▸ THE EXERCISE:
Rewrite everything from the start of the material down to the line containing "[186,312,369,585]", changing "pectoral fin" to "side fin" and leaving everything else unchanged.

--- Begin ---

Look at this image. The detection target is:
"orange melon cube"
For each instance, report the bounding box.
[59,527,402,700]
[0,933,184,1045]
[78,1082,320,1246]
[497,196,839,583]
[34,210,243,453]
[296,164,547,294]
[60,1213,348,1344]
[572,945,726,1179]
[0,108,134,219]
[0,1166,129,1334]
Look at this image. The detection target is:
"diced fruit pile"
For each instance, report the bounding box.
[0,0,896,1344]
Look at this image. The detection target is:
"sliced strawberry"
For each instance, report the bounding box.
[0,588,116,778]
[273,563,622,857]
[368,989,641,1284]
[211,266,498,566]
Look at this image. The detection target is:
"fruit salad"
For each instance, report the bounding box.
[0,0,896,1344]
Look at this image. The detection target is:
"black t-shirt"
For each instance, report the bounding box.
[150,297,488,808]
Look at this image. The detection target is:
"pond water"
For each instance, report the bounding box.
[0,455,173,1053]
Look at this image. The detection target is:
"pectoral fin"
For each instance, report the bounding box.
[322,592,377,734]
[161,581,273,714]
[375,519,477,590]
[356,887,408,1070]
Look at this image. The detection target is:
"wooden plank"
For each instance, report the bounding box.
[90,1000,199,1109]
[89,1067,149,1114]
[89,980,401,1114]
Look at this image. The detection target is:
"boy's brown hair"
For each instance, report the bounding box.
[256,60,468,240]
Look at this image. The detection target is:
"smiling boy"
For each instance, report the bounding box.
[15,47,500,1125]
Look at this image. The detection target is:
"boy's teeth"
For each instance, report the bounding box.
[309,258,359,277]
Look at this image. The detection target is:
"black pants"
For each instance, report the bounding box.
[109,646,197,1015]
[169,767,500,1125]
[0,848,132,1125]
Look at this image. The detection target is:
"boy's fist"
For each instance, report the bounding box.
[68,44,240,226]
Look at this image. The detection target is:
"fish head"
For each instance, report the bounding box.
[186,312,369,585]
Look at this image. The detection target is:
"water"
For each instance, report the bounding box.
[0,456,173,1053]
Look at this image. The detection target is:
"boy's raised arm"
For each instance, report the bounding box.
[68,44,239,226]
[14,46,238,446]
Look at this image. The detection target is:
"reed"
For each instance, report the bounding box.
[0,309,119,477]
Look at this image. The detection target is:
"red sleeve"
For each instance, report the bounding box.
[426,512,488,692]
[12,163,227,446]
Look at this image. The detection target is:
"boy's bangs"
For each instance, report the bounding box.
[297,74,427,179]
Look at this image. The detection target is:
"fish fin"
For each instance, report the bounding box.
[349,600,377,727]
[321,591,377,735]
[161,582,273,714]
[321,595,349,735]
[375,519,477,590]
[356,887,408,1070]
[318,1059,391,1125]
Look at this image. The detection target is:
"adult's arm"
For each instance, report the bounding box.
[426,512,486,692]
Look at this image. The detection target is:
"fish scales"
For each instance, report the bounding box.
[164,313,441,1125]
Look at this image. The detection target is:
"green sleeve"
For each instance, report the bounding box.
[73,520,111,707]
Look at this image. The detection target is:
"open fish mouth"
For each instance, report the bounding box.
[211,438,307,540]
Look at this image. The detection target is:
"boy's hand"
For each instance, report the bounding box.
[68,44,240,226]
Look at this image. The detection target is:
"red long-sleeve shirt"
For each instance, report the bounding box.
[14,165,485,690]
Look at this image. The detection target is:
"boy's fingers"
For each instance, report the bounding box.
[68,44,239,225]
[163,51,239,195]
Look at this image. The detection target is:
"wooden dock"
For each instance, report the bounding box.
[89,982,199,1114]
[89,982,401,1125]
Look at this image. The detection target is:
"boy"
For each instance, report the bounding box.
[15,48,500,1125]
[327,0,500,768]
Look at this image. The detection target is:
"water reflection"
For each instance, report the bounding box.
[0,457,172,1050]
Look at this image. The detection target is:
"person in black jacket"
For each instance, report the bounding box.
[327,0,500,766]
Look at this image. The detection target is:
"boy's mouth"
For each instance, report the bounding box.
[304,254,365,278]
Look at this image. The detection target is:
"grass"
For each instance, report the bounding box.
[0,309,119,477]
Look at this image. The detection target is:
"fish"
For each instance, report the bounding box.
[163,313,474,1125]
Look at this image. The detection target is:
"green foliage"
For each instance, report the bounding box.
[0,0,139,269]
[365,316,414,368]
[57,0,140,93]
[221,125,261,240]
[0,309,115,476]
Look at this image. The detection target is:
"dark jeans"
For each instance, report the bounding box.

--- End ---

▸ COMPLETE RESPONSE:
Look at this image. The detection target is:
"orange melon cube"
For each instance, report the bounding box.
[59,527,402,700]
[0,933,184,1045]
[78,1082,320,1246]
[497,196,839,583]
[34,210,243,453]
[296,164,547,294]
[60,1213,348,1344]
[572,945,726,1179]
[0,108,134,219]
[0,1166,129,1334]
Look at this image. The detection target is:
"diced fruit pile"
For each instance, report the bounding box.
[0,0,896,1344]
Look at this image. The detection target is:
"sliced strawberry"
For each instance, report the bounding box.
[0,588,116,778]
[273,563,622,857]
[368,989,641,1284]
[211,266,498,566]
Look at this image. The detection target is:
"fruit salad"
For each instance, report the bounding box.
[0,0,896,1344]
Look at this image. The detection target is:
"black t-shirt"
For each instance, report the bounding box.
[150,297,488,808]
Look at this image. The detection target is:
"pond water"
For each instance, report the bounding box.
[0,455,173,1053]
Look at this image. The detection target is:
"side fin"
For each instance, report the bounding box.
[322,592,377,734]
[161,581,273,714]
[375,519,477,590]
[356,887,408,1070]
Look at this image. The detection target is:
"wooden plank"
For each instance, report the bounding box.
[90,1000,199,1109]
[89,1067,149,1114]
[89,980,401,1114]
Look at this image. The detection target is:
"boy's brown hair"
For each instance, report the bounding box.
[256,60,468,240]
Look at this image. The detection target is:
"smiling boy"
For each instance, report the bounding box.
[15,47,500,1125]
Look at this image. The detection target is:
"boy's teeth"
For each instance, report the bounding box.
[309,258,359,277]
Look at this image. The detection target is:
"black pants"
For each instance, report the bounding box.
[109,646,197,1015]
[169,767,500,1125]
[0,848,132,1125]
Look at this image. The detection target is:
"boy's fist"
For each instance, report the bounding box.
[68,44,240,226]
Look at this image. The detection target is:
"fish head"
For each instance, report the bounding box.
[186,312,369,585]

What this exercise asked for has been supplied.